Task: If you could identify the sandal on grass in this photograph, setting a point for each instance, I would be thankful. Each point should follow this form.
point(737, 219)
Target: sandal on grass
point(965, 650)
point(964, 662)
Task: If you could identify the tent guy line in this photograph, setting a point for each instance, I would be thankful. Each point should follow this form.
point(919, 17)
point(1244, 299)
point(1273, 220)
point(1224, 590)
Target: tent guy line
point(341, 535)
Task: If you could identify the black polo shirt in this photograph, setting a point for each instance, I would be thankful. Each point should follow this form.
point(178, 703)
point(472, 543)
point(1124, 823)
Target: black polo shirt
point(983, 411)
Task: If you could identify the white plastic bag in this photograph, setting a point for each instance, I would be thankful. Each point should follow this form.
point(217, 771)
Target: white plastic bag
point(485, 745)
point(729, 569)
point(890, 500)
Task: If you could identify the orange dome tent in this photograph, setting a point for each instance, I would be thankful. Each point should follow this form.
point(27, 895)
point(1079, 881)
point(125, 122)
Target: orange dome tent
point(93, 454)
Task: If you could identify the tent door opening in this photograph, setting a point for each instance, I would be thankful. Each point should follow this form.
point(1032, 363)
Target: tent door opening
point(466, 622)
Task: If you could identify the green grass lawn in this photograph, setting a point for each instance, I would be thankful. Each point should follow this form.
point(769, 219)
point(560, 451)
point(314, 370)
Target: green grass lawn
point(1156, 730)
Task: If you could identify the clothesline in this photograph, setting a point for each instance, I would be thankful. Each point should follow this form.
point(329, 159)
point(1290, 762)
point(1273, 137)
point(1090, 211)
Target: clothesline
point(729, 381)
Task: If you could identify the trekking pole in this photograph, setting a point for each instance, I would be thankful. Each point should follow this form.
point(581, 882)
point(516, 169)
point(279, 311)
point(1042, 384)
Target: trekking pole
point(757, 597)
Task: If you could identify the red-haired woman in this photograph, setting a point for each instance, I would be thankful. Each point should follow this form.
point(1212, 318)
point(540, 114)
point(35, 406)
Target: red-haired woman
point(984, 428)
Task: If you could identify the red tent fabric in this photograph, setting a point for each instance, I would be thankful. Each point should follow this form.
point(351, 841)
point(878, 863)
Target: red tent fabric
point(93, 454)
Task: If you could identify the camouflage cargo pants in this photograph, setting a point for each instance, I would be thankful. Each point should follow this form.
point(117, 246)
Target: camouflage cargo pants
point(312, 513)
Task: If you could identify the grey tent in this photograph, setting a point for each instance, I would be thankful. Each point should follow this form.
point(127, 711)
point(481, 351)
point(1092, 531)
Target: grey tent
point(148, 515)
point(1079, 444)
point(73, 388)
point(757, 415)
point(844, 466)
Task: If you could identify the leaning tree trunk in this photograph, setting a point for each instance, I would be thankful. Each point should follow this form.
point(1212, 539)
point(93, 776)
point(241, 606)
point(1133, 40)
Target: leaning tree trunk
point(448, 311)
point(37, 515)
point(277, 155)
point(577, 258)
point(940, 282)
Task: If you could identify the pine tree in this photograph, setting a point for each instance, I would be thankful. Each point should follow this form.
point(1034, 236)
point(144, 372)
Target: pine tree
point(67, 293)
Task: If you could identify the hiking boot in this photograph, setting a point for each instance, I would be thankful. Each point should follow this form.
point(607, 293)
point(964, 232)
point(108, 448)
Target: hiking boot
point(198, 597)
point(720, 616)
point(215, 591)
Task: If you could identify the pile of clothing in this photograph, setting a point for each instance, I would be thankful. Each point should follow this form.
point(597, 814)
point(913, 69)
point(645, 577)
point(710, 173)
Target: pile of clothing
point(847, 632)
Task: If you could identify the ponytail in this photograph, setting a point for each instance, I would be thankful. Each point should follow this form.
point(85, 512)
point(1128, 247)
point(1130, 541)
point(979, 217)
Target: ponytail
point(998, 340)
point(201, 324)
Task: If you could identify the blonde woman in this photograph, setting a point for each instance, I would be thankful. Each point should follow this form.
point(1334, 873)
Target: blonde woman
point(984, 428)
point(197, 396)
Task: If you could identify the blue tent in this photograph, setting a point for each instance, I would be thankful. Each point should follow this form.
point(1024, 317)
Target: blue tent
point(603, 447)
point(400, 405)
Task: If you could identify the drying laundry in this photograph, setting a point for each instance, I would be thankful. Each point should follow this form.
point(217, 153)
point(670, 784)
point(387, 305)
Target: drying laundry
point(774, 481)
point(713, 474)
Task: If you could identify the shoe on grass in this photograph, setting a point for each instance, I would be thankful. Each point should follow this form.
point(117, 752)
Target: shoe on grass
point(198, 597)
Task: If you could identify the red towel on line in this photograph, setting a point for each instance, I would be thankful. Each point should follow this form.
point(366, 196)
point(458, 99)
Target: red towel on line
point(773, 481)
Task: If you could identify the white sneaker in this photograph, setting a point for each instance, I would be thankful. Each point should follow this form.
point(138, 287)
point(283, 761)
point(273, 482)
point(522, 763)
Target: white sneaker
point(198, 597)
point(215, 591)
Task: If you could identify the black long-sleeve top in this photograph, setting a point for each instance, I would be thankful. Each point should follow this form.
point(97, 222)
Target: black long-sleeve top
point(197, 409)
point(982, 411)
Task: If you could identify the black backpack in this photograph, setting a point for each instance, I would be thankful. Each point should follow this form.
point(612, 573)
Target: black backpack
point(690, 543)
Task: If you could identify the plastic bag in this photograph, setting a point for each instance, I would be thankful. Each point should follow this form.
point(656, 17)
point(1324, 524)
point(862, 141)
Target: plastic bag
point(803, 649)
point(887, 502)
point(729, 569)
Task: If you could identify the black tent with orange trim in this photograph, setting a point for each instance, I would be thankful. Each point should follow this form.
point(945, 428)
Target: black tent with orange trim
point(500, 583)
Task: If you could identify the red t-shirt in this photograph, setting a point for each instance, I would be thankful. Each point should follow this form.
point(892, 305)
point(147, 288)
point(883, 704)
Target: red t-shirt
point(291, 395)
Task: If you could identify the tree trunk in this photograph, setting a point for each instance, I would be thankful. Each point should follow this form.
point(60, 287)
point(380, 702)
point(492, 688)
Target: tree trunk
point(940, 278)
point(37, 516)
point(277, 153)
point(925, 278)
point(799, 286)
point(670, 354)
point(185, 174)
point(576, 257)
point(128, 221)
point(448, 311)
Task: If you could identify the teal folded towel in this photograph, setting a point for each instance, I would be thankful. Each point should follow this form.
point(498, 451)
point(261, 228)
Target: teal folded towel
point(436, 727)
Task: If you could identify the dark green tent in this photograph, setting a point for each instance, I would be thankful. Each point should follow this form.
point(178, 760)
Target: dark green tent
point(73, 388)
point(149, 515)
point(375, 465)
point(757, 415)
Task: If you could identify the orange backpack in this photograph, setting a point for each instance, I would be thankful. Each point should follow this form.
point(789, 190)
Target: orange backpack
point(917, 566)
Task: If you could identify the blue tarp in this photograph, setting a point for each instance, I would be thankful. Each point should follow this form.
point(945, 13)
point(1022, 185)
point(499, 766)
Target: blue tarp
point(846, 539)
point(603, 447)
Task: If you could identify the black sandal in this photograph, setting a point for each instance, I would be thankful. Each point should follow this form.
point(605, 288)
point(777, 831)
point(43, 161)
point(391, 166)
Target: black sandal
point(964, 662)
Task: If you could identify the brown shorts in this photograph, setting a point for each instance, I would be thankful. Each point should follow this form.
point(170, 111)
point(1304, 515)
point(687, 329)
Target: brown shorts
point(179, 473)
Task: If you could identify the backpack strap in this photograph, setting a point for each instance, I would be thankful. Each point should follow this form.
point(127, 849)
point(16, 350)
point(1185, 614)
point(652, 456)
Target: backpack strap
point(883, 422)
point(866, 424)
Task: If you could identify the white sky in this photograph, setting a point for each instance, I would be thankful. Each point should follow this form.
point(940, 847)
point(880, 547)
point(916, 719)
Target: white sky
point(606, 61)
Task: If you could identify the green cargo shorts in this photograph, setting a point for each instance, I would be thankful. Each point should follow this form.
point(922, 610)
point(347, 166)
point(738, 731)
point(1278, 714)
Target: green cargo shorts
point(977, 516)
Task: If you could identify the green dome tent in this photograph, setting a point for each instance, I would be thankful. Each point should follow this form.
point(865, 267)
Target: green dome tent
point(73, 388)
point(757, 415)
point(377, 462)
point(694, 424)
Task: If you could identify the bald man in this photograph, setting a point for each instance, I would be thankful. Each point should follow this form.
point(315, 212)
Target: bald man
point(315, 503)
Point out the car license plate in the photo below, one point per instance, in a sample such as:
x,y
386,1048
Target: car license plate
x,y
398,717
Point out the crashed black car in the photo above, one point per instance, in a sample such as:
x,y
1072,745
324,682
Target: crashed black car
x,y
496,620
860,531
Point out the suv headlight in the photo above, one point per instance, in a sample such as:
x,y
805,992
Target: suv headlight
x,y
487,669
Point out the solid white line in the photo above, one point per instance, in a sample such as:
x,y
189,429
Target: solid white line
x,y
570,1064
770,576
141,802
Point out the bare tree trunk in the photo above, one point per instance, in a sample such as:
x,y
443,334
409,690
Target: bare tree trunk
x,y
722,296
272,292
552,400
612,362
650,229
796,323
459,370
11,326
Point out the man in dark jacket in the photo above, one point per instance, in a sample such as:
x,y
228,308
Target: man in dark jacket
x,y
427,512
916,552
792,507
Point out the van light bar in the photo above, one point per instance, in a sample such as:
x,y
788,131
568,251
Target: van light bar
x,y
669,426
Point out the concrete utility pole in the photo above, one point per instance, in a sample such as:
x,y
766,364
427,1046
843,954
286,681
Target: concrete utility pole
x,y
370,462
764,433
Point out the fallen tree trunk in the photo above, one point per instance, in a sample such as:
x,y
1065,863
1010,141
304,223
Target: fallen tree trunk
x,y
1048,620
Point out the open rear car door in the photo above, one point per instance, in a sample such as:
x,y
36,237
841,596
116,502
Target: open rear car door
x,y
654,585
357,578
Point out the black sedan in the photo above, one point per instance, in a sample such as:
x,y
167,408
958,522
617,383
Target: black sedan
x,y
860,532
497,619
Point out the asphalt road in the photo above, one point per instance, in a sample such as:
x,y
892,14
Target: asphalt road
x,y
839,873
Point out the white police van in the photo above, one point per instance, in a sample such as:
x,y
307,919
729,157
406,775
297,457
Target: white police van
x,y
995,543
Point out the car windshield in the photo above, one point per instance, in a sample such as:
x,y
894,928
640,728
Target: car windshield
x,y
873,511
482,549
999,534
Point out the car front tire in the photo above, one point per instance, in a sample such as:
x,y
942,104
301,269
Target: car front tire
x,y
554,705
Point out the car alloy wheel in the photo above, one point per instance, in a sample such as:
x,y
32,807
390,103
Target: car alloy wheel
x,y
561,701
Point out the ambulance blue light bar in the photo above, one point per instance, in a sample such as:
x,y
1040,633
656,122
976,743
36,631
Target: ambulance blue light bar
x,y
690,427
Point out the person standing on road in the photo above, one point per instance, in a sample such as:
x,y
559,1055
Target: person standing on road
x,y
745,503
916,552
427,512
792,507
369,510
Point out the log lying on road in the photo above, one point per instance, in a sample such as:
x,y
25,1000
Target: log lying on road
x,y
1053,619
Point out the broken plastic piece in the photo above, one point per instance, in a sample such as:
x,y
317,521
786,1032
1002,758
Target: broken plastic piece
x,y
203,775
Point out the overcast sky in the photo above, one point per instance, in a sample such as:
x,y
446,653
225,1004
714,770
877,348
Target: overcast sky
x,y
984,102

Problem requirements:
In the listing above, find the line with "Target: black long-sleeve top" and the line with "point(178, 760)". Output those two lines and every line between them, exactly as written.

Answer section:
Target: black long-sleeve top
point(197, 409)
point(982, 411)
Task: If you could identify the black backpack in this photograph, setting a point for each instance, I would be thankful. Each point should follow this form.
point(612, 573)
Target: black backpack
point(690, 543)
Task: If you could identify the plastic bag in this photograph, setting a point for each instance, I would be thankful. Each point should follow this form.
point(656, 17)
point(1324, 524)
point(862, 141)
Target: plastic bag
point(803, 649)
point(887, 502)
point(729, 569)
Task: If you could identify the black tent with orange trim in this photograph, setting a point for each instance, I would be thankful. Each point should follow this form.
point(945, 428)
Target: black tent with orange trim
point(500, 583)
Task: If you could identify the red t-shirt in this photograph, setting a point for each instance, I would be thankful. Each point should follow this form.
point(892, 305)
point(147, 288)
point(883, 704)
Target: red t-shirt
point(291, 395)
Task: If you could identify the tree trunk in this photograph, setting a point for each instance, I would be thankful. Each point should follow this form.
point(60, 287)
point(380, 702)
point(492, 688)
Target: tree trunk
point(940, 278)
point(37, 516)
point(277, 153)
point(925, 278)
point(799, 286)
point(670, 354)
point(185, 174)
point(576, 257)
point(128, 221)
point(448, 311)
Task: If you could identify the teal folded towel in this photograph, setting a point for each instance, I would be thankful. Each point should follow this form.
point(498, 451)
point(261, 228)
Target: teal folded towel
point(436, 727)
Task: If you could identify the dark green tent in this photograph, setting a point for each instance, I would be thankful. Each point should follow this form.
point(178, 760)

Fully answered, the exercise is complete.